● Goal 1
Output the entire OpenGSLB metrics reference below without changing anything.

## Start Excerpted text

OpenGSLB Metrics Reference

OpenGSLB exposes Prometheus metrics for monitoring and observability. This document describes all available metrics and how to configure them.

Configuration

Enable the metrics endpoint in your configuration:

metrics:
  enabled: true
  address: ":9090"  # Default port

Metrics are served at http://<address>/metrics in Prometheus text format.

A health check endpoint is also available at http://<address>/health.

Metrics Reference

DNS Metrics

opengslb_dns_queries_total

Type: Counter
Labels: domain, type, status

Total number of DNS queries received.

Label

Description

domain

The queried domain name

type

DNS query type (A, AAAA, etc.)

status

Response status: success, nxdomain, servfail

Example:

opengslb_dns_queries_total{domain="app.example.com",type="A",status="success"} 1542
opengslb_dns_queries_total{domain="app.example.com",type="AAAA",status="success"} 523
opengslb_dns_queries_total{domain="unknown.com",type="A",status="nxdomain"} 12

opengslb_dns_query_duration_seconds

Type: Histogram
Labels: domain, status

DNS query processing duration in seconds.

## End Excerpted text
## Start Input data

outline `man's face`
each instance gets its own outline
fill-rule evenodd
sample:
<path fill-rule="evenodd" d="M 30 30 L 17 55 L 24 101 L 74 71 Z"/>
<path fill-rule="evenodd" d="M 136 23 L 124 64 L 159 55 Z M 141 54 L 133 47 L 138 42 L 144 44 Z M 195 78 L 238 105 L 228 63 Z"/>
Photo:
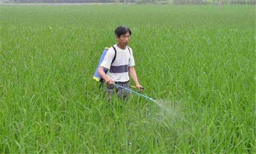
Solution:
<path fill-rule="evenodd" d="M 130 40 L 130 33 L 128 32 L 125 34 L 121 35 L 120 37 L 117 37 L 119 44 L 122 46 L 127 46 Z"/>

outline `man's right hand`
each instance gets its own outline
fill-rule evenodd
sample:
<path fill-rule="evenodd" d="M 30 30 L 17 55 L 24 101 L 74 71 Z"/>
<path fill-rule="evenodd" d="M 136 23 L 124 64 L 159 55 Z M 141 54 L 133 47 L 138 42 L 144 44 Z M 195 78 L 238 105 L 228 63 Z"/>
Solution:
<path fill-rule="evenodd" d="M 105 82 L 106 82 L 107 84 L 109 85 L 111 85 L 114 83 L 114 81 L 109 77 L 107 78 L 106 80 L 105 80 Z"/>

## End Input data

● Goal 2
Return the two entries that follow the OpenGSLB metrics reference above, character for character, and omit the pictures.

● Final result 1
OpenGSLB Metrics Reference

OpenGSLB exposes Prometheus metrics for monitoring and observability. This document describes all available metrics and how to configure them.

Configuration

Enable the metrics endpoint in your configuration:

metrics:
  enabled: true
  address: ":9090"  # Default port

Metrics are served at http://<address>/metrics in Prometheus text format.

A health check endpoint is also available at http://<address>/health.

Metrics Reference

DNS Metrics

opengslb_dns_queries_total

Type: Counter
Labels: domain, type, status

Total number of DNS queries received.

Label

Description

domain

The queried domain name

type

DNS query type (A, AAAA, etc.)

status

Response status: success, nxdomain, servfail

Example:

opengslb_dns_queries_total{domain="app.example.com",type="A",status="success"} 1542
opengslb_dns_queries_total{domain="app.example.com",type="AAAA",status="success"} 523
opengslb_dns_queries_total{domain="unknown.com",type="A",status="nxdomain"} 12

opengslb_dns_query_duration_seconds

Type: Histogram
Labels: domain, status

DNS query processing duration in seconds.

● Final result 2
outline `man's face`
each instance gets its own outline
fill-rule evenodd
sample:
<path fill-rule="evenodd" d="M 30 30 L 17 55 L 24 101 L 74 71 Z"/>
<path fill-rule="evenodd" d="M 136 23 L 124 64 L 159 55 Z M 141 54 L 133 47 L 138 42 L 144 44 Z M 195 78 L 238 105 L 228 63 Z"/>
Photo:
Solution:
<path fill-rule="evenodd" d="M 130 40 L 130 33 L 128 32 L 125 34 L 121 35 L 120 37 L 117 37 L 119 44 L 122 46 L 127 46 Z"/>

outline `man's right hand`
each instance gets its own outline
fill-rule evenodd
sample:
<path fill-rule="evenodd" d="M 30 30 L 17 55 L 24 101 L 74 71 Z"/>
<path fill-rule="evenodd" d="M 136 23 L 124 64 L 159 55 Z M 141 54 L 133 47 L 138 42 L 144 44 Z M 195 78 L 238 105 L 228 63 Z"/>
Solution:
<path fill-rule="evenodd" d="M 105 82 L 106 82 L 107 84 L 109 85 L 111 85 L 114 83 L 114 81 L 109 77 L 107 78 L 106 80 L 105 80 Z"/>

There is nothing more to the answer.